• DATASET EXTRACT:
* START *

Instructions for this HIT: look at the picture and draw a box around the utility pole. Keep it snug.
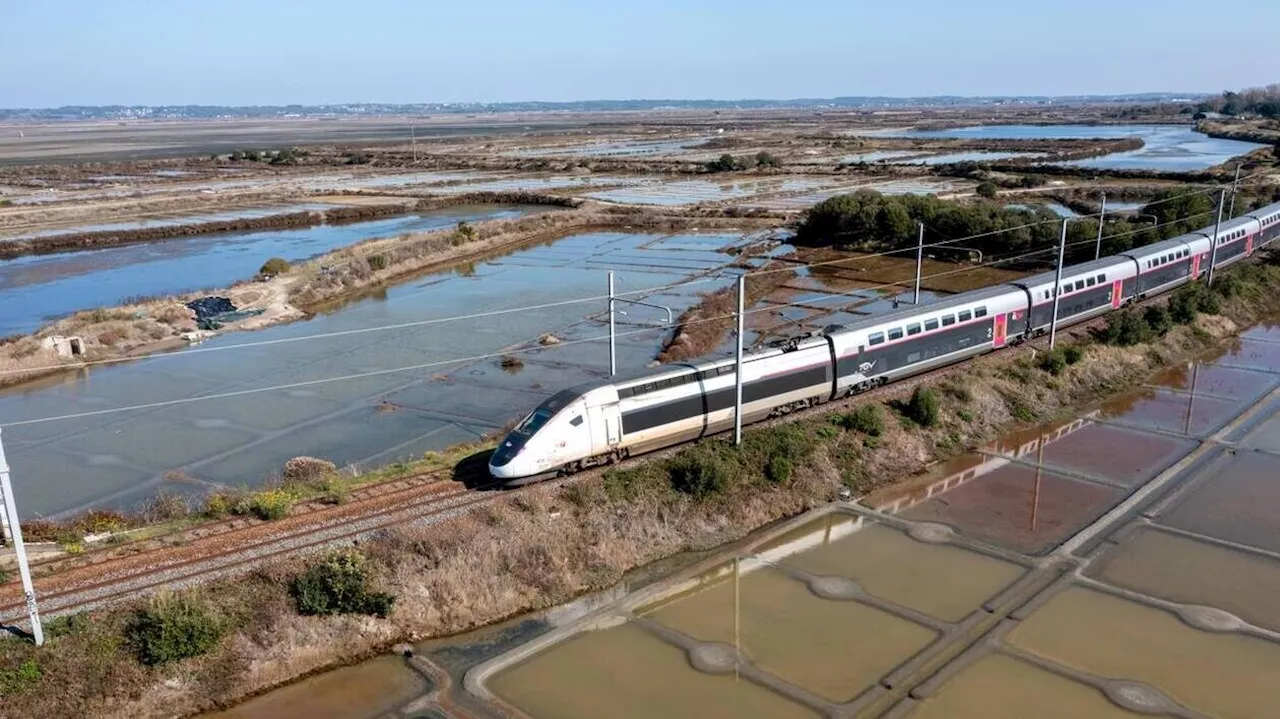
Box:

* END *
* START *

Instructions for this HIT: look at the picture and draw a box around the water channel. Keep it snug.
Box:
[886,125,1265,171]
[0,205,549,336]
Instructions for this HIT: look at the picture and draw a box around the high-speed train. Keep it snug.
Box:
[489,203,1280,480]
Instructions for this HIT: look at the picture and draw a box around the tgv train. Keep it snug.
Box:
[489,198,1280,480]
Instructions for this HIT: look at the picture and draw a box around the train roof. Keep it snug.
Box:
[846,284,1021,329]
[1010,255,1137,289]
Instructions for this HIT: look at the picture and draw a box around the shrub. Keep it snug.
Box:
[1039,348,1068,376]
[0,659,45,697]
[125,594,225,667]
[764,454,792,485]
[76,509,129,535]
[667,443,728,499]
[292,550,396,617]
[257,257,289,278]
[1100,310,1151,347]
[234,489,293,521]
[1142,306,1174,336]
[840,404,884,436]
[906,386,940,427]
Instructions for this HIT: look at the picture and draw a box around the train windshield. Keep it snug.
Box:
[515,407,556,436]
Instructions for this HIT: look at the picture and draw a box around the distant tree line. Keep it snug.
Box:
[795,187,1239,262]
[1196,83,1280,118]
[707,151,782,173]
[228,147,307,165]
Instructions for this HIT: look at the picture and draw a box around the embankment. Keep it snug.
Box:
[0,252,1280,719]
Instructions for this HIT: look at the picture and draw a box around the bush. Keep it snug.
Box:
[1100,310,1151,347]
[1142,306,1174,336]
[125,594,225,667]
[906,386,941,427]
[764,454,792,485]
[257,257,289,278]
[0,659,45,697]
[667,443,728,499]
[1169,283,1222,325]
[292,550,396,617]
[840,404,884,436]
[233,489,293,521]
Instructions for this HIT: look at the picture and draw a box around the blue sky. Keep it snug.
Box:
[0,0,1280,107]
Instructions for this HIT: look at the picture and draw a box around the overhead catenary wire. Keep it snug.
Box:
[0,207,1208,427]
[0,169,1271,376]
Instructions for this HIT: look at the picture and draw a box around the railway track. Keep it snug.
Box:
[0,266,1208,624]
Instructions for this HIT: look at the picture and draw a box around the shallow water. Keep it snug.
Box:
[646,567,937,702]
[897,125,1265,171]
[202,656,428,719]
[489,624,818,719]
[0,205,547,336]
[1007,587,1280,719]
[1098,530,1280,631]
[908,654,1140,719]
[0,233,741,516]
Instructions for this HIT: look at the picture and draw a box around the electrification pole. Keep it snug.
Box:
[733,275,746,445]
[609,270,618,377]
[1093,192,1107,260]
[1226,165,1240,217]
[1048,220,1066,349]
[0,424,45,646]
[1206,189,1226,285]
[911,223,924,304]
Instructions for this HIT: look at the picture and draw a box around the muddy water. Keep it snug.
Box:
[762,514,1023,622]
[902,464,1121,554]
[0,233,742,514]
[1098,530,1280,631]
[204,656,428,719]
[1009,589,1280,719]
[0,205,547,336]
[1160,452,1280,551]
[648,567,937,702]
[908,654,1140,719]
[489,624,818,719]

* END *
* START *

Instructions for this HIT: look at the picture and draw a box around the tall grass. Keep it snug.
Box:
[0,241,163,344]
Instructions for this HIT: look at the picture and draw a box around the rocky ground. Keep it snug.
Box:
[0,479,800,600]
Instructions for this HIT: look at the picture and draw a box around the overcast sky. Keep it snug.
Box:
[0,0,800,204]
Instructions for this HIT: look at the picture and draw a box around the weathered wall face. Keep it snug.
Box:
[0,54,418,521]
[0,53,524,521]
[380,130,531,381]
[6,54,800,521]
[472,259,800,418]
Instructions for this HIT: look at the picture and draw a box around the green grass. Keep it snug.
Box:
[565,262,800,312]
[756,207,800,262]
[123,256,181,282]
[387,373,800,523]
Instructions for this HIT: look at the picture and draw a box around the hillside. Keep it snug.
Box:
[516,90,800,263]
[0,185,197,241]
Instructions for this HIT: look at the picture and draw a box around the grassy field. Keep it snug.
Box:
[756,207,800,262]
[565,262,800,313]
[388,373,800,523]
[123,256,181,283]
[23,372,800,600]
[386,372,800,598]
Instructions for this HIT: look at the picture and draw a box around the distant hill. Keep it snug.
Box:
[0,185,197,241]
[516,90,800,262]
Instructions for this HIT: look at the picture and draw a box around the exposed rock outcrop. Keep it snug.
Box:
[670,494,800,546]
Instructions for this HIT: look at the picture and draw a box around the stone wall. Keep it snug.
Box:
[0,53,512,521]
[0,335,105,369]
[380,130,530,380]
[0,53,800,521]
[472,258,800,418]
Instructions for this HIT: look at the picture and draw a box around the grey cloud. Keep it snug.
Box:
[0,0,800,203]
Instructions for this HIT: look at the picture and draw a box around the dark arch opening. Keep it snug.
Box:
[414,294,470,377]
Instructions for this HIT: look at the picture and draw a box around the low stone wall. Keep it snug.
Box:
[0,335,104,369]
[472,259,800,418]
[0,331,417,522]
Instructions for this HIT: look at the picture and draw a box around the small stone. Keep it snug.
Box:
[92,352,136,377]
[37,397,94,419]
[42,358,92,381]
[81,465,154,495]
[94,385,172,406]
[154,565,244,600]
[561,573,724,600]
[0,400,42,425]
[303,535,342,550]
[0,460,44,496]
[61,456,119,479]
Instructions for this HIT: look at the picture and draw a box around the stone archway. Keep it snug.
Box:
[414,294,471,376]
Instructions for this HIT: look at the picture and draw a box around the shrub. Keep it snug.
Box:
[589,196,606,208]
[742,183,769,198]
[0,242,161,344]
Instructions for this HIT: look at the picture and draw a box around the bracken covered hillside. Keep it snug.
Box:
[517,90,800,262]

* END *

• WHAT IS REQUIRED:
Copy the records exactly as they are, from the line containing "face. Keep it snug." through the line containing "[516,90,800,262]", including both of those lines.

• ANSWER FOR THIS EXERCISE:
Instructions for this HIT: look at the picture and draw a box around the weathered wall face. Keep it snug.
Box:
[0,54,418,521]
[0,53,524,521]
[380,130,531,381]
[6,54,800,521]
[472,259,800,418]
Instructions for this HIT: look at the picture and draw a box around the green grass. Keep it snug.
Box:
[565,262,800,312]
[756,207,800,262]
[123,256,181,282]
[387,373,800,523]
Instructions for this HIT: look at the picture and draw a box around the hillside. Keep it snug.
Box:
[516,90,800,263]
[0,185,197,241]
Instructions for this HIT: look at the picture and draw a box around the grassy field. Keep it snug.
Box:
[756,207,800,262]
[565,262,800,313]
[388,373,800,523]
[123,256,181,283]
[23,372,800,600]
[386,372,800,598]
Instructions for this HIT: look at the picture and draw a box around the distant hill. Keep it snug.
Box:
[0,185,197,241]
[516,90,800,262]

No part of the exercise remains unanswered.